WHAT THIS TASK INVOLVES. Locate every line in the rows below that contains the string "dress" and copy each of those lines.

GIVEN RECORDS.
.....
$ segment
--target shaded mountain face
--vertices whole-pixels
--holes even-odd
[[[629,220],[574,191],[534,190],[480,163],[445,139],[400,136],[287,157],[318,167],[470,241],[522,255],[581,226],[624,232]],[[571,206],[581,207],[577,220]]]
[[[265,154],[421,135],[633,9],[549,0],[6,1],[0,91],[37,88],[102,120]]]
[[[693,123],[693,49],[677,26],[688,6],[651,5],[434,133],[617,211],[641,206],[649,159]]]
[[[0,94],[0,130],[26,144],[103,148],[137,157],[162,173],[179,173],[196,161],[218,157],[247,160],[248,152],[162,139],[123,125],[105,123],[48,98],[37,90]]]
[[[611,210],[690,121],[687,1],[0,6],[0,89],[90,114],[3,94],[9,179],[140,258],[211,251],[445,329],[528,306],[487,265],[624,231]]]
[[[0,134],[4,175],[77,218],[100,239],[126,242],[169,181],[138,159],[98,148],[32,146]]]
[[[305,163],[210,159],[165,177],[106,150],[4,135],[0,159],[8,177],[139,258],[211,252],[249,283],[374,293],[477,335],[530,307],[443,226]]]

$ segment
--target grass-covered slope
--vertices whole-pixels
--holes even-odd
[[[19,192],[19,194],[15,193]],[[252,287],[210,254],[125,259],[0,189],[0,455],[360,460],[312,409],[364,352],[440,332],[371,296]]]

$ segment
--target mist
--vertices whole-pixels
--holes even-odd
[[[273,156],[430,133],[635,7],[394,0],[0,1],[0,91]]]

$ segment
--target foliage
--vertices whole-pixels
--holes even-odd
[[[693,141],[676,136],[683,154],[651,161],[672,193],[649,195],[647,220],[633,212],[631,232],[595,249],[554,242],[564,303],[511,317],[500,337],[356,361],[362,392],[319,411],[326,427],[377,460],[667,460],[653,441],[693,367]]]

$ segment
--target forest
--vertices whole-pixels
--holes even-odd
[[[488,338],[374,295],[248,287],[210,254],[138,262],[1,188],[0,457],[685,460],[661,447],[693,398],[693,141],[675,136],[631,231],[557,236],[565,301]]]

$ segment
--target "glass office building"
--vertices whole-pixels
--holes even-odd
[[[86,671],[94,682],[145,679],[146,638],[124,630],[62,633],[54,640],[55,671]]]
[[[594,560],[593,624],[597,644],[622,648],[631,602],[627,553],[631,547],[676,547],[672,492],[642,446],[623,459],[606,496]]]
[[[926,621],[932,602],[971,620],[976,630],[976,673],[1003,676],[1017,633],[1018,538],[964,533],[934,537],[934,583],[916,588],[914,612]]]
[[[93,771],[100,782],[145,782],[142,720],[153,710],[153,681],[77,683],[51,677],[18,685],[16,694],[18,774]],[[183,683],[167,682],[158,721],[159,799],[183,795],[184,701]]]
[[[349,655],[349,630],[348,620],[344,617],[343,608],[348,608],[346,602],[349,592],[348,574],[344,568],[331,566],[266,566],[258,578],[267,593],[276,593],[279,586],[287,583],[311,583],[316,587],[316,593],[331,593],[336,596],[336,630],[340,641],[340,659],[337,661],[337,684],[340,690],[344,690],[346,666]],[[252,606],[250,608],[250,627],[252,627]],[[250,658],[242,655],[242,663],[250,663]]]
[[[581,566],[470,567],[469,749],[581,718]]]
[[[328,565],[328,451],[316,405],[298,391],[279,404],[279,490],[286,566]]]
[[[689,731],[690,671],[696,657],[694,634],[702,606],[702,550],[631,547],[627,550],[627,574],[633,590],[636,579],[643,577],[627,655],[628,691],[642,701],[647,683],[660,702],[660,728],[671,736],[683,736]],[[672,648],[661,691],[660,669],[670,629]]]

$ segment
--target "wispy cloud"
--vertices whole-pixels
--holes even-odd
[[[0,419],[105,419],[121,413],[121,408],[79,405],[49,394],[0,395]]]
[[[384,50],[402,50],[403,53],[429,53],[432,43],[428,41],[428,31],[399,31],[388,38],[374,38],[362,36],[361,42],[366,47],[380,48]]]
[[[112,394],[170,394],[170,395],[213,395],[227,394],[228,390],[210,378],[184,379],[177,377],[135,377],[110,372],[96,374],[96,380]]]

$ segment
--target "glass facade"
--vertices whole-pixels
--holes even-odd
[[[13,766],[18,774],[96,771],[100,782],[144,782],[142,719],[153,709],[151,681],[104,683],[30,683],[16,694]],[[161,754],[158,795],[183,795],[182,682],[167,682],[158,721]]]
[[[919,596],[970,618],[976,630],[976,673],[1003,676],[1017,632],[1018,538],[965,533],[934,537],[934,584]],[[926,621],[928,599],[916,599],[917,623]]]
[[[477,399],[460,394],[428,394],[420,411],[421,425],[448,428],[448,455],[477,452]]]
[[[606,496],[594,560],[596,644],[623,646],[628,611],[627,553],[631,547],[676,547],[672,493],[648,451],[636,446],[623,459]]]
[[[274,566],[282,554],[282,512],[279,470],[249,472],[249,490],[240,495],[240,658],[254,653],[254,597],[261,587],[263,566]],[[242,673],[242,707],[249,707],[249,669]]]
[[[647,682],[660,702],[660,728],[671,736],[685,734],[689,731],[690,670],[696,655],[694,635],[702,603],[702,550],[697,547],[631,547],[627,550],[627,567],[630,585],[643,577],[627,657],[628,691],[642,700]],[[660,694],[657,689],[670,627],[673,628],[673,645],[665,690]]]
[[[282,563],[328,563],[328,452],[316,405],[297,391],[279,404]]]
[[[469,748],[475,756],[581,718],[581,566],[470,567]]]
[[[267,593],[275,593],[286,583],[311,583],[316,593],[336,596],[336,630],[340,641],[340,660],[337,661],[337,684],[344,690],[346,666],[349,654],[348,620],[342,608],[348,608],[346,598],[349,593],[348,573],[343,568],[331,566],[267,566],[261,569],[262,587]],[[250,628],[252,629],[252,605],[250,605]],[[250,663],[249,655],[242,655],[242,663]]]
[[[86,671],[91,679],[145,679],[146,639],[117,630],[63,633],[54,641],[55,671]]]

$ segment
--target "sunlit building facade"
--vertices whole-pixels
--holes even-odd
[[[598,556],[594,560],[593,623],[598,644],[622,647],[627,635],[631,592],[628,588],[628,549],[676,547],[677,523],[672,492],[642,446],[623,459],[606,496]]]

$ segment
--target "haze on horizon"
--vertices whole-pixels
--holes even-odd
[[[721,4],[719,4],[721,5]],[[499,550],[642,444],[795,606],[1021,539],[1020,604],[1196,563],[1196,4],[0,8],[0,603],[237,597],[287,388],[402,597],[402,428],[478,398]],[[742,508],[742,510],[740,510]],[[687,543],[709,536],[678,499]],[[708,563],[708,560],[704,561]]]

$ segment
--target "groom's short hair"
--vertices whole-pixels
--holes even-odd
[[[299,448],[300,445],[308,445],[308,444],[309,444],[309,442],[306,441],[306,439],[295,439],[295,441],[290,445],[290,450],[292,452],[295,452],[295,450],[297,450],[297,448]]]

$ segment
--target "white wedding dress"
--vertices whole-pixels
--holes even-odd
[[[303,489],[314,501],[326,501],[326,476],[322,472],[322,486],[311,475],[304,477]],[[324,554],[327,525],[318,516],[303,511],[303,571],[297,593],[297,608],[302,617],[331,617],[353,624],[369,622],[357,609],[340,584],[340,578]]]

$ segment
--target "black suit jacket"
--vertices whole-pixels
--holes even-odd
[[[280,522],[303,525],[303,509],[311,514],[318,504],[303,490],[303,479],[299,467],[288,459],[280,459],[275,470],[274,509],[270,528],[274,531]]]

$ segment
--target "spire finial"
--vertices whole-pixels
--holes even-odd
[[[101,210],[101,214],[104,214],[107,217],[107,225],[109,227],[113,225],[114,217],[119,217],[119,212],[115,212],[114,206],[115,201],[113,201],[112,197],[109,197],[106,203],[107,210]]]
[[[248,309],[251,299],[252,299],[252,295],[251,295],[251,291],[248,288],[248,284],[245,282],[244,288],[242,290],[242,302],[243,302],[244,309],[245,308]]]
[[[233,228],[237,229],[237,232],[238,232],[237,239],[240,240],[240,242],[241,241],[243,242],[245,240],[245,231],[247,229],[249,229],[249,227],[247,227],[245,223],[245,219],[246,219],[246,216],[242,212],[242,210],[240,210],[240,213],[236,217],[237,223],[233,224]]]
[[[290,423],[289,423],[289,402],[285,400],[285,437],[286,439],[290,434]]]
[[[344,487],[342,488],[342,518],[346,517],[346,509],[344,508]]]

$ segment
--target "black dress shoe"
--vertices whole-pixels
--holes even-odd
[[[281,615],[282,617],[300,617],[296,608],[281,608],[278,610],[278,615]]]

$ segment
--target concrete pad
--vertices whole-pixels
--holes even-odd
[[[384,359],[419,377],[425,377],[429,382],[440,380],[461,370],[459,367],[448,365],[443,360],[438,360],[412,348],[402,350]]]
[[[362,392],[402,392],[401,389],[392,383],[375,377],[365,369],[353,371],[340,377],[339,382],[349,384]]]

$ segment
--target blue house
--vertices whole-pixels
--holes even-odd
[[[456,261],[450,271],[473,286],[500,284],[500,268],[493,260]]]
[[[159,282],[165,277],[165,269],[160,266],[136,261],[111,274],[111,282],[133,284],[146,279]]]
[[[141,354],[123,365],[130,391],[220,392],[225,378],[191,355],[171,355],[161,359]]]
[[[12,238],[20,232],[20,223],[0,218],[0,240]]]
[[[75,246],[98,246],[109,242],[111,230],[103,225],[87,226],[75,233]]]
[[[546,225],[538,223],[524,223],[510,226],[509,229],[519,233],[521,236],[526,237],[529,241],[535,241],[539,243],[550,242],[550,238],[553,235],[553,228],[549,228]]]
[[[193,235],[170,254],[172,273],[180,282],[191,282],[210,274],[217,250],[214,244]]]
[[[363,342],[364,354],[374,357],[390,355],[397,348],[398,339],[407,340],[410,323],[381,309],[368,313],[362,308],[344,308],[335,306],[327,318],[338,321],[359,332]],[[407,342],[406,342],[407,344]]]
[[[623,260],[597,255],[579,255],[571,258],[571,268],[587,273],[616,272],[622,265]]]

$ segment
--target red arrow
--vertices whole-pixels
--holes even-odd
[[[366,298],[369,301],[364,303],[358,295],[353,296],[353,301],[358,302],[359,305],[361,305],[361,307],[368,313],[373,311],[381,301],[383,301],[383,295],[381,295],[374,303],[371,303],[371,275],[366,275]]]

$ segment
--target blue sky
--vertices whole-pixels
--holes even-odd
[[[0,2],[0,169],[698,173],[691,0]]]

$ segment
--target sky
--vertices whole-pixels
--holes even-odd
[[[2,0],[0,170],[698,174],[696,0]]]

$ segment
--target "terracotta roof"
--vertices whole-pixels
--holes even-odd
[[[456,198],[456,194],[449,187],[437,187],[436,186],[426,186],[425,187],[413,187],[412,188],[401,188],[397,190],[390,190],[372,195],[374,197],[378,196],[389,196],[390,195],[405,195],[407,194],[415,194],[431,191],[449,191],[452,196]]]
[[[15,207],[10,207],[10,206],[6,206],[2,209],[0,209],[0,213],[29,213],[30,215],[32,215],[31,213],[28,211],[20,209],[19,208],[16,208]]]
.....
EXERCISE RESPONSE.
--target "white wedding dress"
--target "black dress shoe"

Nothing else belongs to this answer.